Document ▸
** START **

Friday 18 February 2011

Task 3 - Avant Garde

In approximately 300 words discuss the concept of the 'Avant Garde' in relation to two examples of Graphic Design. Include pictures and full references to the works you are discussing.

The term Avant Garde was derived from the French military term meaning literally the part of an army which goes ahead of the rest.  First associated with some 19th century forward thinkers who saw the social power of Artists, along with scientists and industrialists, would be leaders in society.  The term is often used in association with various Modernist groups of artists and designers from around 1908, including Cubists, Futurists and Constructivist. These groups were forward looking activists wishing to free art from the elite middle classes.    A term now applied to art and design to convey innovative, experimental work, which is judged on the originality of the vision and ideas of the artists or designer. 


                                                                   Figure 1                                                                                    Tullio D'Albisola Parole in Liberta Futurist (The words in freedom)   
      Metal cover for a book by Filippo T. Marinetti 1932

Italian writer, poet and critic Marinetti and the other poets, painters and sculptors embraced a 'new religion of speed' and their modern spirit was represented through the machine, the automobile and the aeroplane.  The metal book shown above, one of Marinetti's later Futurist manifestos, symbolises the Futurists affinity with the machine age. The book was made up of many different colours on metal pages with a metal binding.  It represents the pinnacle of the Futurist's innovations in book making, poetry and typography.

** END **

Directives ▸
- A) According to the avant-garde text, what did the French military term from which "Avant Garde" was derived literally mean?
- B) Extend the discussion of the avant-garde, beginning immediately after its final sentence about the Futurist metal book.

(Recorded data)

** START **

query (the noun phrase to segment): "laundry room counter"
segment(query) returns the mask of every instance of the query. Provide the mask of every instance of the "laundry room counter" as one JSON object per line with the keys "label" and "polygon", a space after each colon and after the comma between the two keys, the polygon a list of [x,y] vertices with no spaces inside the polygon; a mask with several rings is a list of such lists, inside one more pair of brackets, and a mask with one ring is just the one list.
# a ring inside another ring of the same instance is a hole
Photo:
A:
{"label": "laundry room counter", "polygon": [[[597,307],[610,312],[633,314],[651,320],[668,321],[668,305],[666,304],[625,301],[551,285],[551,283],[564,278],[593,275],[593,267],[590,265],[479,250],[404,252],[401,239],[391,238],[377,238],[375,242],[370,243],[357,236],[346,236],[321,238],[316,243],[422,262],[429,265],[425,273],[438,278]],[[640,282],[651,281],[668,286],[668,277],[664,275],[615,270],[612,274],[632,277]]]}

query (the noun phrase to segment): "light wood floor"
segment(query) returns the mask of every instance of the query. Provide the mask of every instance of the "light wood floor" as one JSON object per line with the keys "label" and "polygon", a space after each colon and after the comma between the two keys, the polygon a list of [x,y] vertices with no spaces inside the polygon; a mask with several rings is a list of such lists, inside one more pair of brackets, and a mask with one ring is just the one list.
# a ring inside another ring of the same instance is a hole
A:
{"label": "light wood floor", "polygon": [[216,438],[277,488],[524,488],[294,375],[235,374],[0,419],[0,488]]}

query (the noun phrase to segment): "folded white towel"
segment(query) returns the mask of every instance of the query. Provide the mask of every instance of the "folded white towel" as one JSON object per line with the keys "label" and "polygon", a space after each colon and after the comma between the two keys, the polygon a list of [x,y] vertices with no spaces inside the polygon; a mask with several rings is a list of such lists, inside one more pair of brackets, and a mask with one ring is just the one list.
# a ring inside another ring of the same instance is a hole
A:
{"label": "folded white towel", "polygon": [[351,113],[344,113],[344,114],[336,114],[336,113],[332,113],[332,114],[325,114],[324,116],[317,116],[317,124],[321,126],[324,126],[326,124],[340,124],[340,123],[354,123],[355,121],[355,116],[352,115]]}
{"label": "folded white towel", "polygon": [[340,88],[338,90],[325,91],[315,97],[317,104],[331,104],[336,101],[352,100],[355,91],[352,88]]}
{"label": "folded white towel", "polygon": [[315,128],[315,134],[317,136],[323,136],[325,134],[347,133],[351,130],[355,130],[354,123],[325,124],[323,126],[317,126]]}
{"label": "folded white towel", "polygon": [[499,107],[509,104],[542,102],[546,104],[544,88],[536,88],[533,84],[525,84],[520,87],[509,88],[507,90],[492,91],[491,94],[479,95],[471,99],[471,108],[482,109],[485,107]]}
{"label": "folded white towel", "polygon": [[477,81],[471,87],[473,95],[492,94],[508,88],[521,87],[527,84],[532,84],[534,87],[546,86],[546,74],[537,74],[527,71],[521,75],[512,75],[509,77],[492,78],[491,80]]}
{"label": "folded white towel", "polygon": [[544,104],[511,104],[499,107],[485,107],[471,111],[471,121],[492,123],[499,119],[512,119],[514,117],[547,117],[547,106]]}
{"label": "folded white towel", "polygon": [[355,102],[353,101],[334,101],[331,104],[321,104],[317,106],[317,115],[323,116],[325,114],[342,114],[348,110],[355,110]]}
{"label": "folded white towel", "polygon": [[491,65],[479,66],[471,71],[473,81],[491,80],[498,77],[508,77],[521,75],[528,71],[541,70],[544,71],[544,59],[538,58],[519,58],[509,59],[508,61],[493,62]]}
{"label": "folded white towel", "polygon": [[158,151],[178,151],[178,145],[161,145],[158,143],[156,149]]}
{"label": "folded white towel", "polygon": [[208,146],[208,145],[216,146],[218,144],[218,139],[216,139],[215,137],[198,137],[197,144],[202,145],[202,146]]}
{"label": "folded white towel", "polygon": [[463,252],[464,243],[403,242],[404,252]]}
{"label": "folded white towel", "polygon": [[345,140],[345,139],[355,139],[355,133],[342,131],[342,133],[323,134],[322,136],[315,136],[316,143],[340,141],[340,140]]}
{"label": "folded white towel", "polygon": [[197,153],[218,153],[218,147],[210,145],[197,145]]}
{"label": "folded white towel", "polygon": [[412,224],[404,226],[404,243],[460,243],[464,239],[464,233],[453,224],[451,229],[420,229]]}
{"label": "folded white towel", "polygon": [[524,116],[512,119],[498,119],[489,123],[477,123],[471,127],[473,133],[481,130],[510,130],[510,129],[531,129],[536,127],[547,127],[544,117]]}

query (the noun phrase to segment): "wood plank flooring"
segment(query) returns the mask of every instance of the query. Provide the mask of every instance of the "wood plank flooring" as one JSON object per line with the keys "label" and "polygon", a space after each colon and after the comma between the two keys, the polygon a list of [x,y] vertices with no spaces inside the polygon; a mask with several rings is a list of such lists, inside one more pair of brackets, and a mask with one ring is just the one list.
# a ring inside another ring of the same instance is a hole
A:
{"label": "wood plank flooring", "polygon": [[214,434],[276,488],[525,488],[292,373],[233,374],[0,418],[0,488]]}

** END **

Results ▸
- A) It meant the part of an army which goes ahead of the rest.

- B)
Futurists used manifestos to spread their philosophy and also to create controversy in the academic and conservative world.  Its roots were founded in poetry, a desire to innovate language and a rejection of nostalgia.  The typography used on the front cover above is typical futurist innovative style. A mixture of newly designed typefaces, different font sizes and colours and no respect to the rules of layout.  This manifesto was printed by Lithographic process, a characteristic of Futurist books which were emblems of technical and cultural progress.

  
Figure 2
Postcard. For the all Unio Spartakiada spoting event. 1928. Design by Gustav Klutsis. Lithograph on cardboard


Figure 3
Artist: Gustav Klutsis & Sergei Sankin
Title: 1st of May Solidarity.
Year: 1930
Klutsis, an accomplished Constructivist after studying under Lissitzky, was a pioneer of Photomontage.  This technique went on to be adopted by other Avant Garde Russian Constructivist mainly for design supporting the program and ideology of the emerging Soviet State.  Ironically whilst emerging as Avant Garde, photomontage went on to be one of the only graphic techniques that the Progressives and Conservatives accepted as effective visual communication. 

The asymmetrical typography especially in image 3 is a Klutsis signature.  The innovative simple but bold imagery embodies the Constructivist belief that art should be a language that speaks to the masses.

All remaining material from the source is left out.